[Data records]

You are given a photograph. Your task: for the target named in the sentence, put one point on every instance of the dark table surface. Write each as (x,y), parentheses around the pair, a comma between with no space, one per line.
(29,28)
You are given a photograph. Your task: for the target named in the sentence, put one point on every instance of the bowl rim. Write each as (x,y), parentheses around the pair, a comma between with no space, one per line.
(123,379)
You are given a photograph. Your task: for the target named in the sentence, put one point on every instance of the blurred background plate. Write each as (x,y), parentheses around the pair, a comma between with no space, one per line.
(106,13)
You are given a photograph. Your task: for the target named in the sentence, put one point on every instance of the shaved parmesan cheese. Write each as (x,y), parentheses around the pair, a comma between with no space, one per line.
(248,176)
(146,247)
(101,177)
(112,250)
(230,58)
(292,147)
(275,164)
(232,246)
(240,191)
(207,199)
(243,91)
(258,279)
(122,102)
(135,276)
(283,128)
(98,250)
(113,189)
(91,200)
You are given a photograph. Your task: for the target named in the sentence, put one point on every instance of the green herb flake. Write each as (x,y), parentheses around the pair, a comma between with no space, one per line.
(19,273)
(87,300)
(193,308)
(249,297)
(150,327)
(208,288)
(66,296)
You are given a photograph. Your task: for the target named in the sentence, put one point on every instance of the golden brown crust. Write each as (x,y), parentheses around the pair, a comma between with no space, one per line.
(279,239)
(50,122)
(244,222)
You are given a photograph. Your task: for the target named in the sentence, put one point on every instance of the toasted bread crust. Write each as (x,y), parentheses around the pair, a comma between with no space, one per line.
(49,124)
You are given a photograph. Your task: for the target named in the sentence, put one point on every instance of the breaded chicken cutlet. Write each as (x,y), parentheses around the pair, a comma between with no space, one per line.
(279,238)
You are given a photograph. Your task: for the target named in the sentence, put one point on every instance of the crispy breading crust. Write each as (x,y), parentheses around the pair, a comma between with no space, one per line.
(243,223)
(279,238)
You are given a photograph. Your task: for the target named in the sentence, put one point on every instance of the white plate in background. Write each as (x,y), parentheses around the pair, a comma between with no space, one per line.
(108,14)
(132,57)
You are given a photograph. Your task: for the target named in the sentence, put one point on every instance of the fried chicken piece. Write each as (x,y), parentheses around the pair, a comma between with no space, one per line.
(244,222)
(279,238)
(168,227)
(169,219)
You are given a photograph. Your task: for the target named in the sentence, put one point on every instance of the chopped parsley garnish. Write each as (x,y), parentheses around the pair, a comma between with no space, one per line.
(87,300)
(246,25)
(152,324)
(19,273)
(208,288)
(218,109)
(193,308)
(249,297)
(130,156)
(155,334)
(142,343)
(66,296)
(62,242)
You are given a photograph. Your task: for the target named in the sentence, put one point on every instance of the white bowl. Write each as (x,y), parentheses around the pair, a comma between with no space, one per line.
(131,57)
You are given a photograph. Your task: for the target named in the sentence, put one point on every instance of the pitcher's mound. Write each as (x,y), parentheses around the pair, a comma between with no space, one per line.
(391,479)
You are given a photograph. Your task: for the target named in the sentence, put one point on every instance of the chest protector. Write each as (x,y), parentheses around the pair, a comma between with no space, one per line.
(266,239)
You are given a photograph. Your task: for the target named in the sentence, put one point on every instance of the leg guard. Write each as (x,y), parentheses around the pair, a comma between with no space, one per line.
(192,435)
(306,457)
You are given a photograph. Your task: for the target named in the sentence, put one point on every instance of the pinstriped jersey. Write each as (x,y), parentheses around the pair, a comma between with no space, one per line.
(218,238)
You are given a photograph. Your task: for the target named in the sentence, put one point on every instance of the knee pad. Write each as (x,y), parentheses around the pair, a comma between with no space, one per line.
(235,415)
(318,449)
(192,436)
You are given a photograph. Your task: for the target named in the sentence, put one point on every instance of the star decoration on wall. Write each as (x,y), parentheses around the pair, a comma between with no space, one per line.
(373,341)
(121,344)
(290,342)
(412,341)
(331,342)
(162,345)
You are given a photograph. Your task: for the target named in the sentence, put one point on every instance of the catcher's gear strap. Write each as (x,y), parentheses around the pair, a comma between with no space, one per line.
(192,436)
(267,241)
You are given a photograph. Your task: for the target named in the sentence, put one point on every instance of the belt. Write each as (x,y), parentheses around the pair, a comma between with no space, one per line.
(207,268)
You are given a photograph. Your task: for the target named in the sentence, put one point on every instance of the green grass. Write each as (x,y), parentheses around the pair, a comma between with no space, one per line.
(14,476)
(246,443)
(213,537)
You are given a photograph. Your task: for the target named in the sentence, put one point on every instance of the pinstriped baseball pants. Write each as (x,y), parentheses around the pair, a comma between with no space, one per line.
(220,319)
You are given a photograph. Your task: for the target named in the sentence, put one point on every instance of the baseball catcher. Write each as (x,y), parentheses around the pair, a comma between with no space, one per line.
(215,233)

• _Exercise goal_
Render the part of the records that opens with the line containing "of the star" and runs through the end of the records as a two-column CSV with the headers instruction and response. Give one row per record, with its text and its answer each in a single quoted field and line breaks replaced by spaces.

• _Result of this exercise_
instruction,response
"You are given a photograph. Your task: for the target named in the sentence, put one point on every instance of the star decoration on wall. Write each as (x,y), parentheses around the pair, a comma between with no space, one per line.","(373,341) (121,344) (290,342) (412,341) (331,342) (162,345)"
"You are given a photograph. Your task: for the target named in the sentence, put one point on every instance of the catcher's gear strap. Write each as (x,y), parentheses around the pair, a comma between with no space, one per line.","(192,436) (267,241)"
"You are given a photograph. Your task: for the target named in the sentence, put one point on every instance of the belt. Write each as (x,y), parentheses around the pair, a comma between with no space, one per line.","(207,268)"
"You are given a photograph. Your task: for the target named in the sentence, put one point on every instance of the green grass. Write each as (x,y), parentheses around the pair, a comma between with no space, one per line.","(14,476) (246,443) (213,537)"
"You are given a photograph. Your task: for the target named in the sentence, put one point on every instance of the pinstriped baseball pants. Write each as (x,y), parentheses around the pair, a comma between with no space, one per line.","(220,319)"
"You are given a photograph. Your task: for the target named in the sentence, put one point on every instance of the baseball catcher. Write each as (x,y), parentheses around the pair, a comma between with no space, one per line.","(215,233)"